EXERCISE MATERIALS:
* * *

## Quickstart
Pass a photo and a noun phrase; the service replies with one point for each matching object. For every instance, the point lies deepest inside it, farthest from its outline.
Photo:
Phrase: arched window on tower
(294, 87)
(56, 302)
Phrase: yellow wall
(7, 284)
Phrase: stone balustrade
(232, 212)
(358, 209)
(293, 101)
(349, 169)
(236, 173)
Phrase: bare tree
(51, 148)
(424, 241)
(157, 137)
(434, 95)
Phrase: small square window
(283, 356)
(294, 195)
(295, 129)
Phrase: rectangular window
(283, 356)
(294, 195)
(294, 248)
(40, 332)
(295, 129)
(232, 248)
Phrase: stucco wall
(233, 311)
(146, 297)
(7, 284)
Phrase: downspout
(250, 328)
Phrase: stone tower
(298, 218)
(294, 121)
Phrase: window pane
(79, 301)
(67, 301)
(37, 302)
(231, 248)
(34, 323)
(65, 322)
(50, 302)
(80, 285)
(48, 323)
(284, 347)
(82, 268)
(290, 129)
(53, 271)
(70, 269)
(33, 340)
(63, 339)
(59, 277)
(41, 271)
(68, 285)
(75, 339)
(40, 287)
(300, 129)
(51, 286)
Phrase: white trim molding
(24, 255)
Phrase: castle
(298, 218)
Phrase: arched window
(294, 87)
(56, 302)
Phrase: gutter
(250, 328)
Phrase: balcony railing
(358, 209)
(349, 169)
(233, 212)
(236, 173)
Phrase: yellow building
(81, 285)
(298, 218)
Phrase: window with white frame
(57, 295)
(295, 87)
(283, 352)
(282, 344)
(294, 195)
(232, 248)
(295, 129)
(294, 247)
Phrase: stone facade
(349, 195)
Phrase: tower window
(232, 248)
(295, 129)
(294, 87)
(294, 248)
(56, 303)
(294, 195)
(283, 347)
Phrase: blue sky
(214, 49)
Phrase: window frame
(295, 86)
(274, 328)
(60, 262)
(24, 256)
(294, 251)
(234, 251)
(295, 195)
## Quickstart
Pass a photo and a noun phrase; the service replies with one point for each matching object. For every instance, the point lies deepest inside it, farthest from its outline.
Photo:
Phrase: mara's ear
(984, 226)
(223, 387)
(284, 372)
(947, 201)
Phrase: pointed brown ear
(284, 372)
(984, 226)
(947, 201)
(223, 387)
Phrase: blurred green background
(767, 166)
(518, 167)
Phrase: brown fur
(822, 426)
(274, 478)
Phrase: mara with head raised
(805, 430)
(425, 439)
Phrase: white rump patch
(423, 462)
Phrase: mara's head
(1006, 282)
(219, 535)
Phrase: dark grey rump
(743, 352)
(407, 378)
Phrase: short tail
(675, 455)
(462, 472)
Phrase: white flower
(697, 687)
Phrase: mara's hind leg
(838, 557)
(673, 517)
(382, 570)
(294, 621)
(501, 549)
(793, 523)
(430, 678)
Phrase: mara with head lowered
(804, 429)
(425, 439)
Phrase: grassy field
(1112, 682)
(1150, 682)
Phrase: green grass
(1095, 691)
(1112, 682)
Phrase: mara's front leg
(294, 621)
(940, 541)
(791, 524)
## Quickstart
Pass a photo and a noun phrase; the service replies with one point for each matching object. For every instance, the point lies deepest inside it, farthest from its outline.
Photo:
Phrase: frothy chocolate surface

* * *

YOUR ASSIGNMENT: Each record above has to be set down again, word for word.

SOLUTION FOR THIS PROBLEM:
## Quickstart
Pass a photo and a noun phrase; the service replies with one point for each matching object. For every instance, the point lies deepest inside it, farthest from its outline.
Photo:
Phrase: arched window on tower
(294, 87)
(56, 302)
Phrase: yellow wall
(7, 284)
Phrase: stone balustrade
(232, 212)
(358, 209)
(293, 101)
(349, 169)
(236, 173)
Phrase: bare tree
(51, 148)
(424, 241)
(157, 137)
(434, 95)
Phrase: small square window
(283, 356)
(294, 195)
(295, 129)
Phrase: rectangular window
(283, 356)
(294, 195)
(294, 248)
(40, 332)
(295, 129)
(232, 248)
Phrase: stucco wall
(233, 311)
(146, 297)
(7, 284)
Phrase: downspout
(250, 328)
Phrase: stone tower
(298, 218)
(294, 121)
Phrase: window pane
(79, 301)
(67, 301)
(37, 302)
(231, 248)
(34, 323)
(65, 322)
(50, 302)
(80, 285)
(48, 323)
(284, 347)
(82, 268)
(290, 129)
(53, 271)
(70, 269)
(33, 340)
(63, 339)
(59, 277)
(41, 271)
(68, 285)
(75, 339)
(40, 287)
(300, 129)
(51, 286)
Phrase: white trim molding
(24, 255)
Phrase: castle
(298, 218)
Phrase: arched window
(294, 87)
(56, 302)
Phrase: gutter
(250, 328)
Phrase: balcony railing
(358, 209)
(349, 169)
(233, 212)
(236, 173)
Phrase: yellow building
(81, 285)
(298, 218)
Phrase: window with white frame
(57, 295)
(295, 87)
(283, 352)
(282, 344)
(294, 195)
(232, 248)
(295, 129)
(294, 247)
Phrase: stone facade
(349, 195)
Phrase: tower window
(232, 248)
(295, 129)
(294, 87)
(294, 248)
(56, 303)
(294, 195)
(283, 347)
Phrase: blue sky
(214, 49)
Phrase: window frame
(295, 86)
(274, 328)
(60, 262)
(24, 256)
(294, 251)
(234, 251)
(295, 195)
## Quickstart
Pass a photo and a noun phrase; the service replies with one point for each matching object. For every instance, the point lies deepest inside it, farthest from its outline.
Photo:
Phrase: mara's ear
(984, 226)
(223, 387)
(284, 372)
(947, 201)
Phrase: pointed brown ear
(284, 372)
(984, 226)
(947, 201)
(223, 387)
Phrase: blurred green background
(767, 166)
(518, 167)
Phrase: brown fur
(822, 426)
(274, 478)
Phrase: mara with head raised
(805, 430)
(425, 439)
Phrase: white rump patch
(423, 462)
Phrase: mara's head
(1006, 282)
(219, 535)
Phrase: dark grey rump
(743, 352)
(407, 378)
Phrase: short tail
(675, 455)
(462, 472)
Phrase: white flower
(697, 687)
Phrase: mara's hind leg
(838, 557)
(673, 517)
(382, 570)
(294, 621)
(501, 549)
(793, 523)
(430, 678)
Phrase: mara with head lowered
(804, 429)
(425, 439)
Phrase: grassy field
(1112, 682)
(1150, 682)
Phrase: green grass
(1095, 691)
(1112, 682)
Phrase: mara's front leg
(294, 621)
(940, 541)
(791, 524)
## Quickstart
Pass a photo and a noun phrase; the service replies with one point for each matching object. For every instance, the point lies deepest inside it, farthest from its outline.
Photo:
Phrase: frothy chocolate surface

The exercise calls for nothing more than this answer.